### Was zu tun ist
Schreibe aus dem Artikel über die Edeka-Filiale in Hamburg den Abschnitt wortgetreu ab, der mit „Eine Edeka-Filiale in“ beginnt und mit „ab @ shutterstock, bearbeitet by iQ.“ endet.

Hamburg

Edeka muss Entschädigung an Schülerin zahlen

Eine Edeka-Filiale in Hamburg lehnte eine muslimische Schülerin aufgrund ihres Kopftuchs ab. Während die Muslimin Schadensersatz erhält, wurde dem Marktleiter die Verantwortung der Filiale entzogen.

10
07
2020
Edeka lehnt muslimische Schülerin ab @shutterstock, bearbeitet by iQ.
Edeka lehnt muslimische Schülerin ab @ shutterstock, bearbeitet by iQ.

Die Edeka-Filiale in Hamburg muss der abgelehnten muslimischen Schülerin Schadensersatz zahlen. Eigentlich wollte sich die 16-jährige Schülerin Miriam J. mit ihren zwei Freundinnen für eine Aushilfsstelle in einem Supermarkt in Hamburg bewerben. Mit der Aushilfsstelle in den Sommerferien wollte sich Miriam ihr Taschengeld aufbessern. Doch dazu kam es erstmal nicht, da der Marktleiter sie aufforderte ihr Kopftuch abzulegen.

### Gezeigte Einträge

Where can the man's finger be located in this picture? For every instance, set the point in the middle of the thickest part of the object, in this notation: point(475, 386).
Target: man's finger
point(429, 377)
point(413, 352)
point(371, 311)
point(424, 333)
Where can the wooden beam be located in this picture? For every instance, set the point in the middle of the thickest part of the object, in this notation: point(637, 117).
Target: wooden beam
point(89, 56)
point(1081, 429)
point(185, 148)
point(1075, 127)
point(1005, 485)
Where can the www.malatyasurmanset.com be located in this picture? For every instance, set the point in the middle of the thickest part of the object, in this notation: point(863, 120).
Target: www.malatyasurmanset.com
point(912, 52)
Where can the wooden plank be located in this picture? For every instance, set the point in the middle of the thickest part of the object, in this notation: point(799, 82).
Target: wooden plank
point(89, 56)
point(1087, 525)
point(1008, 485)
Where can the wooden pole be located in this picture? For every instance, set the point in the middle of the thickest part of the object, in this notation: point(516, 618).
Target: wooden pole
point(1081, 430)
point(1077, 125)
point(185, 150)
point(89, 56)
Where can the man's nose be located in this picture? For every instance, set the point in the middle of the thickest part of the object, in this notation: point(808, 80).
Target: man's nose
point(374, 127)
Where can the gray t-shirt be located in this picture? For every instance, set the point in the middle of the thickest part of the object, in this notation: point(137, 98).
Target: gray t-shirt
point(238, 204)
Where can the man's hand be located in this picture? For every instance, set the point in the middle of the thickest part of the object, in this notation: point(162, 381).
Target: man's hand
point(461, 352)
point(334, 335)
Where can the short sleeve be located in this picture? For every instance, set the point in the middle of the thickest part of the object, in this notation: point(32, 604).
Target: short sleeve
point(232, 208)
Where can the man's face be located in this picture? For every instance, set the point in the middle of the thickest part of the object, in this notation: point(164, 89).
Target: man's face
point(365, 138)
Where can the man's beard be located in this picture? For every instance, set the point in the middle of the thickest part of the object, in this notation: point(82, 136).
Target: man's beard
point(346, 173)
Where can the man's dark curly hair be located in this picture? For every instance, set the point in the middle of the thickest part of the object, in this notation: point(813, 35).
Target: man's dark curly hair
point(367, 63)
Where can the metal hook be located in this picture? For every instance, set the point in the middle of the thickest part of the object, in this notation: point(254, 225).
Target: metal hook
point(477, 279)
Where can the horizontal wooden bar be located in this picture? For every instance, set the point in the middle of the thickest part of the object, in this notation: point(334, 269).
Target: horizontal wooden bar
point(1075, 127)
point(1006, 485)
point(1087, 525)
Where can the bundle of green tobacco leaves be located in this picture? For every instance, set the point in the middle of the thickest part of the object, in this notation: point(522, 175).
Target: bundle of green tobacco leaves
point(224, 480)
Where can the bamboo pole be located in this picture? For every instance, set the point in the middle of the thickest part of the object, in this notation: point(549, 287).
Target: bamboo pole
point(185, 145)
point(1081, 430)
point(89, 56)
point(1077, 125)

### Antwort
Eine Edeka-Filiale in Hamburg lehnte eine muslimische Schülerin aufgrund ihres Kopftuchs ab. Während die Muslimin Schadensersatz erhält, wurde dem Marktleiter die Verantwortung der Filiale entzogen.

10
07
2020
Edeka lehnt muslimische Schülerin ab @shutterstock, bearbeitet by iQ.
Edeka lehnt muslimische Schülerin ab @ shutterstock, bearbeitet by iQ.